Task item
Count up the lines below that hold "instance", then give that count by itself.

(Segmentation mask data)
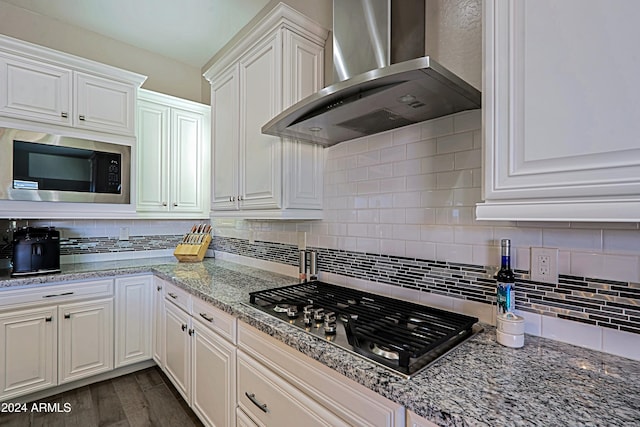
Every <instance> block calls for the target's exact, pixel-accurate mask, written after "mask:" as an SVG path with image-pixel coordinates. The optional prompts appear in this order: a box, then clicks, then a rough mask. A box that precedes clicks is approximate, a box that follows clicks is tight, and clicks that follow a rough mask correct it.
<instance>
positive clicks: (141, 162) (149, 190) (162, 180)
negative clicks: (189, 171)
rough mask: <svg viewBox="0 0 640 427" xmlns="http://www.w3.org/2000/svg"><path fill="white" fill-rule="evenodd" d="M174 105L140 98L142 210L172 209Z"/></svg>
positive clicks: (138, 144) (138, 143)
mask: <svg viewBox="0 0 640 427" xmlns="http://www.w3.org/2000/svg"><path fill="white" fill-rule="evenodd" d="M169 120H170V108H169V107H167V106H166V105H161V104H156V103H154V102H148V101H144V100H139V101H138V125H137V132H138V135H137V136H138V160H137V167H138V175H137V177H138V202H137V205H136V210H138V211H140V212H157V211H167V210H168V209H169V177H168V175H167V171H168V170H169V165H168V164H167V161H168V158H169V152H168V147H169V140H168V138H169Z"/></svg>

Finished exercise
2